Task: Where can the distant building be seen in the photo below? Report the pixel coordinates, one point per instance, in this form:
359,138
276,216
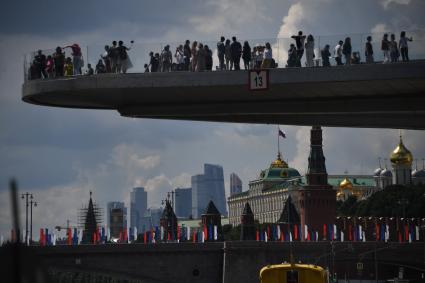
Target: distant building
360,186
138,206
151,219
267,194
235,184
90,218
116,215
183,202
206,187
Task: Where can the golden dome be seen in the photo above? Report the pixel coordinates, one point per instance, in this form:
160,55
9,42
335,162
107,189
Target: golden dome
278,163
346,184
401,155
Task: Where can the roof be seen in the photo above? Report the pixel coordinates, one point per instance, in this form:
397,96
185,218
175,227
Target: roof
242,194
289,213
279,173
211,208
360,181
196,223
247,209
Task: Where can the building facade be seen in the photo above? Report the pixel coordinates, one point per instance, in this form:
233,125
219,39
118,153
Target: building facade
266,195
360,186
183,202
316,201
235,184
206,187
116,215
138,206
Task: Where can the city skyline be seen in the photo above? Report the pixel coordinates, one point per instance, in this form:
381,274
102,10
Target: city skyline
61,154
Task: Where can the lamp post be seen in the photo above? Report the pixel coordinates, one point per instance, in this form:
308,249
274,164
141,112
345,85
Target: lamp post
32,203
25,196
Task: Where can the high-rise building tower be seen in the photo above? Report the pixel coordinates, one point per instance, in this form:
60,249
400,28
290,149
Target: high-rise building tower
183,202
235,184
206,187
138,206
316,200
116,215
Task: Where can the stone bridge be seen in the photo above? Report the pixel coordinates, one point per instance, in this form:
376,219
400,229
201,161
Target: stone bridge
229,261
375,95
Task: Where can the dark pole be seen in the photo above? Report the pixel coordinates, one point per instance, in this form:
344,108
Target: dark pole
25,196
15,214
32,203
376,266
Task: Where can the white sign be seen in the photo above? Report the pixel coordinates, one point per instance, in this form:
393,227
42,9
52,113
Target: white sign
258,79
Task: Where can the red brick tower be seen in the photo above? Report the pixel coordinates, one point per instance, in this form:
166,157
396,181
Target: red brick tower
316,200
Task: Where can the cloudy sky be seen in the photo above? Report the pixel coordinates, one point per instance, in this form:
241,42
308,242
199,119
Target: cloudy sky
59,155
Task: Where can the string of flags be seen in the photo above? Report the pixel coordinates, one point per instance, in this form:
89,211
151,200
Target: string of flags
405,232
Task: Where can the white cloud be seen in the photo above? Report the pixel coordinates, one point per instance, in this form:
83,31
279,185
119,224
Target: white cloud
387,3
379,28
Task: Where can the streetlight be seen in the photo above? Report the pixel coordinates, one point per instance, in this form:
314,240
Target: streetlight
32,203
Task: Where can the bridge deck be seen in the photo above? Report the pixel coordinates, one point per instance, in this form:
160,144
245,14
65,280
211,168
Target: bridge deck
377,95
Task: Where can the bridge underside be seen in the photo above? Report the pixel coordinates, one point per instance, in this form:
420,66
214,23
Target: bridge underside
231,261
404,113
367,96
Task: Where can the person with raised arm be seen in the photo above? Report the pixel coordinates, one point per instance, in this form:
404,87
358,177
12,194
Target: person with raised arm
404,50
369,50
77,58
124,62
299,41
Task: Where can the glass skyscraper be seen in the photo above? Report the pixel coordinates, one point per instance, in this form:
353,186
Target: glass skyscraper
235,184
206,187
116,217
138,206
183,202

------------

### Exercise aim:
Give every line back word for word and leave the pictures out.

### Written reply:
Task: Where can the distant building be seen in the photo below? Report the pixel coordinates, one point per instance, in this form:
359,138
276,216
Target: distant building
360,186
138,206
151,219
267,194
235,184
90,218
116,215
183,202
206,187
Task: Where can the golden dome be seen in the photo above? Report the pixel coordinates, one point per instance, in this form:
160,55
9,42
335,162
107,189
Target: golden dome
278,163
346,184
401,155
Task: Where can the roof be seen in the photo above? Report the pixel coordinates, one point per instance, in this form:
397,96
185,218
175,227
Target: roof
242,194
289,213
279,173
211,208
360,181
196,223
247,209
Task: Where can the building facade be seen in the photo above? Report the pixel coordinates, one point per instance, in this form:
233,125
219,39
118,153
Target: building facade
266,195
360,186
183,202
316,201
235,184
206,187
116,215
138,206
Task: Where can the city skyline be seen in the photo above? Report the pixel coordinates, one point per instance, in this form:
381,274
102,10
Target: city skyline
61,154
Task: Where can the lamp post be seen in the photo above? Report the pixel coordinates, one point per instance, in this form:
308,249
274,164
141,112
345,85
Target: lamp post
32,203
25,196
Task: Where can the high-rise building tower be seen in the photo above? Report the pixel coordinates, one point per instance, in this form:
60,249
400,28
290,149
Target: high-rise building tower
183,202
235,184
206,187
138,206
316,200
116,215
Task: Where can the stone bridge be seen in the photo above? Report the pixel coordinates, one point per instance, in this form:
376,219
400,229
201,161
Target: stone bridge
229,261
375,95
Task: Where can the dark pole be seen in the photo above? Report the pixel coordinates, one point per instance, in this form:
344,108
Target: dark pole
25,196
15,214
32,203
376,266
Task: Where can the white sign be seen in the photo above? Report the pixel coordinates, one point per instance, in this form:
393,227
42,9
52,113
Target: white sign
258,79
Task: Where can the red brick tower be seen in the photo above? Report the pixel coordinates, one point per instance, in this form:
166,157
396,181
Target: red brick tower
316,200
Task: Where can the cloudy sky be seen in the photo above? Report the pixel coordinates, one point per instance, in this form:
241,42
308,242
199,119
Target: cloudy sky
59,155
Task: Where can the string of flags be seen in the photo above? Report the pixel coordinates, one point per instance, in this form:
89,211
151,200
Target: string of flags
405,232
Task: Where can the white cloud be seen in the photo above? Report the pixel coordinates, one point per instance, in this form:
83,31
279,185
119,224
Target: white cloud
387,3
379,28
Task: Where can the streetlight be seen in the photo above? Report the pixel coordinates, one point per instance, in this form:
314,240
Target: streetlight
32,203
Task: Where can the bridge deck be seen in the photo above? Report the pixel coordinates, one point per instance, in this form:
160,144
245,14
65,280
211,168
Target: bridge deck
377,95
Task: Where can the bridge underside be seen in the photo above? Report the pixel coordinates, one point per instance, in this form:
420,66
214,23
Target: bridge underside
231,261
404,113
367,96
Task: Where can the person with raised arm be seen in the photo above? Report the pixel coordinates, one point per instance, in this form:
404,87
358,177
12,194
Target: person with raised arm
404,50
369,50
77,58
124,62
299,41
Task: Where can the glass skyscraper be seen in the photo above? Report the pixel coordinates, one point per instance, in this form:
353,186
Target: glass skyscraper
235,184
206,187
116,217
138,206
183,202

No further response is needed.